Task objective:
Pick every line out of the entries below that has the string "foliage", and copy it.
....
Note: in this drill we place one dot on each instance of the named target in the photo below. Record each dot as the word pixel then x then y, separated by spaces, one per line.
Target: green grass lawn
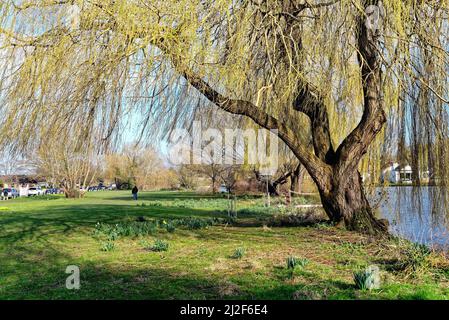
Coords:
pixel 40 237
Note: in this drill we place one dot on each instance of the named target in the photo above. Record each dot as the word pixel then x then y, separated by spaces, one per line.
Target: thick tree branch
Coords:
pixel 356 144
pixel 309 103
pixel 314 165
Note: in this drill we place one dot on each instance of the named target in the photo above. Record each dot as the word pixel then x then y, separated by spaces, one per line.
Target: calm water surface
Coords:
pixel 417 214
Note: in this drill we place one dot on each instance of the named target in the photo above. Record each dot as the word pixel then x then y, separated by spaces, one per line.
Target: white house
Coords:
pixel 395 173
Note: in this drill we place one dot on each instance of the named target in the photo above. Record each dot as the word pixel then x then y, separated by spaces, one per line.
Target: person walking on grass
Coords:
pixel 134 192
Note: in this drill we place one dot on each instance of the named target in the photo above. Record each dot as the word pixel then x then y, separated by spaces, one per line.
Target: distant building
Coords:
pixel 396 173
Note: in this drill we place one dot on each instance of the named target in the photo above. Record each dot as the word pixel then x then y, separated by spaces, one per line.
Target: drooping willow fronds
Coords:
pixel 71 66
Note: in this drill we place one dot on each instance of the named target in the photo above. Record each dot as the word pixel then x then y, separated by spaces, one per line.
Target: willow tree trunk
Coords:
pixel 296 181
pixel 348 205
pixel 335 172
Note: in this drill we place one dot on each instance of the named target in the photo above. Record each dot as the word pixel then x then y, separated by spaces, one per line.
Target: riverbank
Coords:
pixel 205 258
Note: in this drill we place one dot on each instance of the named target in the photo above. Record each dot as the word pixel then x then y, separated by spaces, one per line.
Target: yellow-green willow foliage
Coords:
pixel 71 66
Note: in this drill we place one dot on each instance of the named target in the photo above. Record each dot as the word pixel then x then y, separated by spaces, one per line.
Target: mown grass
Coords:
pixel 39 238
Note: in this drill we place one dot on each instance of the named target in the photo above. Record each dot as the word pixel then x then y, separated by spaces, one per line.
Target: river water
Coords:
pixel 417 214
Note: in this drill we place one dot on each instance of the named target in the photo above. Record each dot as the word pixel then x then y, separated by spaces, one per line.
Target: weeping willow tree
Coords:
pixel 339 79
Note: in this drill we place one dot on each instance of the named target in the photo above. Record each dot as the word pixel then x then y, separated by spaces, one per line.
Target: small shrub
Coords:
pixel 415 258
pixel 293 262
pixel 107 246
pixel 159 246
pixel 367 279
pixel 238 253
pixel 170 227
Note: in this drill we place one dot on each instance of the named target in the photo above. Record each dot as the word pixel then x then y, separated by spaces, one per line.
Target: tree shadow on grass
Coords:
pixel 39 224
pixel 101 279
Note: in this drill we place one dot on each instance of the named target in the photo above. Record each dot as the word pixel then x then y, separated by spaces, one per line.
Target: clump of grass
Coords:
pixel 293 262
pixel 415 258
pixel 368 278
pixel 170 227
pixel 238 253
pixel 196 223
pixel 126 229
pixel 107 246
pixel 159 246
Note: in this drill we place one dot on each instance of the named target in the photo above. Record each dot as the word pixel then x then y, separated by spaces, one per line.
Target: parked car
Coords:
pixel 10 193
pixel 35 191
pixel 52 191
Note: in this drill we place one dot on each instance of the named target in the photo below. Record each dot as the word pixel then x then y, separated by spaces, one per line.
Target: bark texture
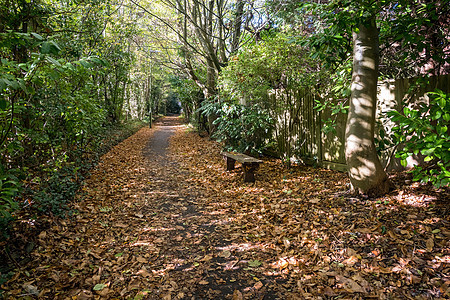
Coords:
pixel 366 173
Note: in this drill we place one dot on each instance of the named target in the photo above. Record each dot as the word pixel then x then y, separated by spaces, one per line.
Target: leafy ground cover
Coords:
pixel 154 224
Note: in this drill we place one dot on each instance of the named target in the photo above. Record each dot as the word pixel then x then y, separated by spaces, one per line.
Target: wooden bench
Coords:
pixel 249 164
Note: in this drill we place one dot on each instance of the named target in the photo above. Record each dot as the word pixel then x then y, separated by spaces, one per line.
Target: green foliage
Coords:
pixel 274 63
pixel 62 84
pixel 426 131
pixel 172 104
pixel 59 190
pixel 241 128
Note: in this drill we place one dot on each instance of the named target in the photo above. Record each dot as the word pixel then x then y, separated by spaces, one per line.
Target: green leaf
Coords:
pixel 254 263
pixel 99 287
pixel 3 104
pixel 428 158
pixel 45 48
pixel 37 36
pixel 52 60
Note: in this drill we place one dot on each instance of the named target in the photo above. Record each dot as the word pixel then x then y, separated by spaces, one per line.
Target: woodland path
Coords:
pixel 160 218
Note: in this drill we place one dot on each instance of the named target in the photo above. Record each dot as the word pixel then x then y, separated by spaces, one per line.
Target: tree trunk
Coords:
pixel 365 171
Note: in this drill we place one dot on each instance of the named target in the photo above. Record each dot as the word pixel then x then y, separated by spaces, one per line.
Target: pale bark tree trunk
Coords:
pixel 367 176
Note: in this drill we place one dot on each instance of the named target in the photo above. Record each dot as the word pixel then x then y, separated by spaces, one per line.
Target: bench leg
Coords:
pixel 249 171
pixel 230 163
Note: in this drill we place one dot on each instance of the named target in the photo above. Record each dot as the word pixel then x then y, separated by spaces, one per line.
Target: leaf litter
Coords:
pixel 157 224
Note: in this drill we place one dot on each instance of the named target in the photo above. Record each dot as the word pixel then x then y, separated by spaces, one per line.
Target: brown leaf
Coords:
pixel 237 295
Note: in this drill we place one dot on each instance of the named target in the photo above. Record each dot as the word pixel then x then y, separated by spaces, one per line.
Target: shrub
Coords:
....
Answer to the exercise:
Target: yellow-green willow foliage
Target: green foliage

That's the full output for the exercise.